▶ **Consigne de la tâche**
D'après le passage sur les relations commerciales entre les États-Unis et la Chine, à quelle fréquence Mme Raimondo et le ministre chinois du Commerce ont-ils convenu de se rencontrer ?

PHOTO AVIATION AMÉRICAINE, ARCHIVES REUTERS

Une photo publiée le 23 février par le Pentagone montrait le ballon-espion chinois flottant au-dessus d’une vaste étendue au centre des États-Unis le 3 février et observé par le pilote d’un avion U2.

Mais un certain dégel est intervenu, et ces deux pays aux économies interreliées ont ouvert la porte à une reprise des relations diplomatiques.

Avant même son départ pour la Chine, des élus républicains ont reproché à Mme Raimondo d’avoir prévu un « groupe de travail » réunissant fonctionnaires américains et chinois pour discuter des contrôles américains à l’exportation. Quatre républicains de haut rang lui ont écrit qu’il était « profondément inapproprié que notre principal adversaire ait une quelconque influence sur les contrôles des technologies sensibles pour la sécurité nationale des États-Unis, que le peuple américain l’a chargée de protéger ».

Selon Mme Raimondo, ce nouveau forum n’est pas un groupe de travail : on y échangera de l’information sur les restrictions américaines à l’exportation de technologies avancées, mais sa création ne signifie pas que les États-Unis feront des compromis sur les enjeux de sécurité nationale. La première réunion doit avoir lieu ce mardi à Pékin.

Mme Raimondo et le ministre chinois du Commerce ont convenu de se rencontrer au moins une fois par an, a-t-elle ajouté.

L’engagement à discuter montre que les deux parties sont pragmatiques, dit He Weiwen, ancien fonctionnaire du ministère chinois du Commerce, aujourd’hui chercheur au Centre pour la Chine et la mondialisation à Pékin.

Les deux parties partagent la même approche pour résoudre les problèmes pratiques.

He Weiwen, chercheur au Centre pour la Chine et la mondialisation à Pékin

Toutefois, les relations politiques avec la Chine restent tendues. À Washington, l’idée d’une structure de dialogue formelle est critiquée par certains tenants de la ligne dure envers la Chine.

Courriels piratés avant le voyage

Matt Turpin, chercheur invité à la Hoover Institution et ancien directeur de la section Chine au Conseil de sécurité nationale, trouve cette initiative incompréhensible. Selon lui, la Chine ne mérite pas cette ouverture en raison de son refus de prendre des mesures pour stopper l’entrée de fentanyl aux États-Unis, de son alliance avec la Russie et du piratage des courriels de Mme Raimondo avant le voyage.

« Mme Raimondo semble avoir fait une concession importante à Pékin sans rien obtenir en retour », affirme M. Turpin.

Lors des réunions de lundi, les Chinois se sont dits préoccupés par la baisse des échanges commerciaux et des investissements bilatéraux entre les deux pays, et par des enjeux liés aux subventions gouvernementales américaines, a indiqué un haut fonctionnaire du département du Commerce. De l’autre côté, on a relayé les préoccupations des entreprises et investisseurs américains, qui jugent inéquitables les exigences auxquelles sont soumises les entreprises étrangères. L’opacité croissante des statistiques économiques chinoises a aussi été évoquée. Ce mois-ci, la Chine a cessé de publier les données sur le chômage des jeunes, après que ce chiffre ait atteint un niveau record au début de l’été.

▶ **Extraits des items**
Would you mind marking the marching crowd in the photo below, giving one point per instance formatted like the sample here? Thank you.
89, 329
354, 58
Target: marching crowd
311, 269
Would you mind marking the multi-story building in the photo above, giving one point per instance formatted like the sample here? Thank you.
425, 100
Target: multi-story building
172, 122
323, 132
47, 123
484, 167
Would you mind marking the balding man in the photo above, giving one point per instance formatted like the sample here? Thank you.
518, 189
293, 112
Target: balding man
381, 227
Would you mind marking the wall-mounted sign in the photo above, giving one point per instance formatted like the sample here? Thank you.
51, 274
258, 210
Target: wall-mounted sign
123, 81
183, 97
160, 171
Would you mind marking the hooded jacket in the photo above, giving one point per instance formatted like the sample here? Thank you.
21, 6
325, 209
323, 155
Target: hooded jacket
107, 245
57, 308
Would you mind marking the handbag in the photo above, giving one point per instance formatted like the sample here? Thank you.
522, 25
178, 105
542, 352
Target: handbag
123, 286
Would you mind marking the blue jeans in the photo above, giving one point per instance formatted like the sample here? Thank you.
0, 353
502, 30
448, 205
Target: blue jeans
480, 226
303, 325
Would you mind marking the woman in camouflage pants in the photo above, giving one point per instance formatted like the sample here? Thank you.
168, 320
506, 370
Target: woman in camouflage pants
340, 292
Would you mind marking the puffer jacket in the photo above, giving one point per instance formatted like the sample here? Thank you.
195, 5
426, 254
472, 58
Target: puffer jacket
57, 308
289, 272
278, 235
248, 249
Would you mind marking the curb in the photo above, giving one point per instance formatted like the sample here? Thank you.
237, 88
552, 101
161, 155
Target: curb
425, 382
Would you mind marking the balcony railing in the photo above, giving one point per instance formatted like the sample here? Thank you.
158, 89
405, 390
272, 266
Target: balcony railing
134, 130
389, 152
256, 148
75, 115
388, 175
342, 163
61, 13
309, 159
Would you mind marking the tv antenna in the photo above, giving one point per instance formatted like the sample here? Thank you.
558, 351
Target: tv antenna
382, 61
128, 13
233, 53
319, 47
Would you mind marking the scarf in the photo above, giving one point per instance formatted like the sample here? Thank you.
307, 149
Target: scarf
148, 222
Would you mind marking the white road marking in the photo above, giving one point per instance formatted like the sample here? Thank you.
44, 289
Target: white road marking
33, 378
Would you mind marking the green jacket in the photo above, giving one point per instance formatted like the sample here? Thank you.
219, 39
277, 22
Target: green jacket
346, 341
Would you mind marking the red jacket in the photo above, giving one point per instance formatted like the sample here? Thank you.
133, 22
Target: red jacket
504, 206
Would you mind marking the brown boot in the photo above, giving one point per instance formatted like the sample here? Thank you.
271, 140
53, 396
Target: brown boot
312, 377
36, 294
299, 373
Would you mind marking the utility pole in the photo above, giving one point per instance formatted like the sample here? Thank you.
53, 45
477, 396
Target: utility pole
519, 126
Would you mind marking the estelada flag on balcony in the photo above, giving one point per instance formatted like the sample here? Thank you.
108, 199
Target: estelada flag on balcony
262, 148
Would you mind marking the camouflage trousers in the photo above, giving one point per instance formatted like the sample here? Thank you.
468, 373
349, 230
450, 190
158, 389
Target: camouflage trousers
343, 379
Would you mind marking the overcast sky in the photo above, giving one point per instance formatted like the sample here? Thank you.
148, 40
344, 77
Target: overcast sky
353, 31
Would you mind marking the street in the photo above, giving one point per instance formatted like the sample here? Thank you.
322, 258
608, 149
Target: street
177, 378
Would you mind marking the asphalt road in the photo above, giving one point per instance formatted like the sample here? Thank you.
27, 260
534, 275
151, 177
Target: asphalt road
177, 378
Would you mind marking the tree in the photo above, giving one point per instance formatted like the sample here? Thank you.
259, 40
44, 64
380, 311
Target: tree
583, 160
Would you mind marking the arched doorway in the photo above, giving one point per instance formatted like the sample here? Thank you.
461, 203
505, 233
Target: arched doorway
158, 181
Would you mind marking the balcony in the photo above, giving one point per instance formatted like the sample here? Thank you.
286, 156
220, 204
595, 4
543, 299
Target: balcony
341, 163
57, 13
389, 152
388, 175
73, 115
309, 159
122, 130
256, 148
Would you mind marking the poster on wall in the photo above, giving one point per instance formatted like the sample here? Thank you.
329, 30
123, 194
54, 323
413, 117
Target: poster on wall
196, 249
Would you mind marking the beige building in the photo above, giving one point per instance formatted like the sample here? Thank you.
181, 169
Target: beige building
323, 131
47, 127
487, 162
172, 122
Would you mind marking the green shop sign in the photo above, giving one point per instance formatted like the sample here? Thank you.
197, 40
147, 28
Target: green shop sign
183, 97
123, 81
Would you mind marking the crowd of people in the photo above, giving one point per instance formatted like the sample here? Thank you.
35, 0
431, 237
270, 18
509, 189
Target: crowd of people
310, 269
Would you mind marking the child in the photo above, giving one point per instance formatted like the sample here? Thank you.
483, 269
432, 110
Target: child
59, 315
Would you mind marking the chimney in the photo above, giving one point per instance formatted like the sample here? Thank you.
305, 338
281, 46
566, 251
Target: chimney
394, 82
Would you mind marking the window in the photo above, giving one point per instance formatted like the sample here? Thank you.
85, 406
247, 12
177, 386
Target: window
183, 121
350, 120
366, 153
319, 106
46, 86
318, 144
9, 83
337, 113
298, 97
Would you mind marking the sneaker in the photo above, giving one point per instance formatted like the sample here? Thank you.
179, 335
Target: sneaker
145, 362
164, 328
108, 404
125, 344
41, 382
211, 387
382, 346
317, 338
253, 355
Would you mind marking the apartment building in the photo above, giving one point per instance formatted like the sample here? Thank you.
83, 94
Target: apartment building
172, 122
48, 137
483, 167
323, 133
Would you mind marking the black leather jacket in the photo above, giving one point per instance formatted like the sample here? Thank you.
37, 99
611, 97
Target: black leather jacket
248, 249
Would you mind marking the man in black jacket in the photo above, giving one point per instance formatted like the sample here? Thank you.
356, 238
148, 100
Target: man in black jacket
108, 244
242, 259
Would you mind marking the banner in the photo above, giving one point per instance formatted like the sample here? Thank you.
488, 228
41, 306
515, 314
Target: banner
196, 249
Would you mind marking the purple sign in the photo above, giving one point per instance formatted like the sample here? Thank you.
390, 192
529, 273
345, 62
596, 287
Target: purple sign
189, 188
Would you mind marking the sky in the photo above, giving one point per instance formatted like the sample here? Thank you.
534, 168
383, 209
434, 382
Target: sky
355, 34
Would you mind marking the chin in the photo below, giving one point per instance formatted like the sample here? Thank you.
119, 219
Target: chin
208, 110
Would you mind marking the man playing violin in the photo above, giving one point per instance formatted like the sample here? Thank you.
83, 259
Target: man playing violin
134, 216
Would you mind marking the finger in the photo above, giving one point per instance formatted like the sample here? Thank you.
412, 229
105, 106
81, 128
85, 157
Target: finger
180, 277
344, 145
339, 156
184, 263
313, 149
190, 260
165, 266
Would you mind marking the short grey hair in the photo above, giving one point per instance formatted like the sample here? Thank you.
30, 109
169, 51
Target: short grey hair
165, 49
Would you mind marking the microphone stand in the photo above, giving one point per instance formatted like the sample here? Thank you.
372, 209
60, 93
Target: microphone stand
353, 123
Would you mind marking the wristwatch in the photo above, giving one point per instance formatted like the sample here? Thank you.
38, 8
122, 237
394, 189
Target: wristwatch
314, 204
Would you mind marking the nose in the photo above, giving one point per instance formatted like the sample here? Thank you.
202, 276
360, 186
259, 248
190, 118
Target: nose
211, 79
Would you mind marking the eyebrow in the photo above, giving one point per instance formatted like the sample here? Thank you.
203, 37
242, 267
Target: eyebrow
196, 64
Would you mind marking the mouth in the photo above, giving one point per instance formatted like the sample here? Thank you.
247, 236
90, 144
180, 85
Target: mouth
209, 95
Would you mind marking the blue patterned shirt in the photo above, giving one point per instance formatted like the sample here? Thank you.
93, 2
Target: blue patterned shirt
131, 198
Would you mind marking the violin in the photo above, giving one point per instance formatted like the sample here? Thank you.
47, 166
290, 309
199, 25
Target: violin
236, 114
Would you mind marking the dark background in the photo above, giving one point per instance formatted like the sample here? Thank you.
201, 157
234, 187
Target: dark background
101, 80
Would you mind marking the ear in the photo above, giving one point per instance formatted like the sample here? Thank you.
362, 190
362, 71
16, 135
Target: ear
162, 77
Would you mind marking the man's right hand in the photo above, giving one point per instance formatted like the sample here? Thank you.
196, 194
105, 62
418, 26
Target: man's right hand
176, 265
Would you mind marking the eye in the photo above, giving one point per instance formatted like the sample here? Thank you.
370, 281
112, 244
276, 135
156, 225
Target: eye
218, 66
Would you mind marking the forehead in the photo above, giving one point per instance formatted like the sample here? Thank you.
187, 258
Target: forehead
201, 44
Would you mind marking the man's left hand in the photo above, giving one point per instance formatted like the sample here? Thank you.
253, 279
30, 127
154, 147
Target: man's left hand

▶ **Résultat attendu**
Au moins une fois par an.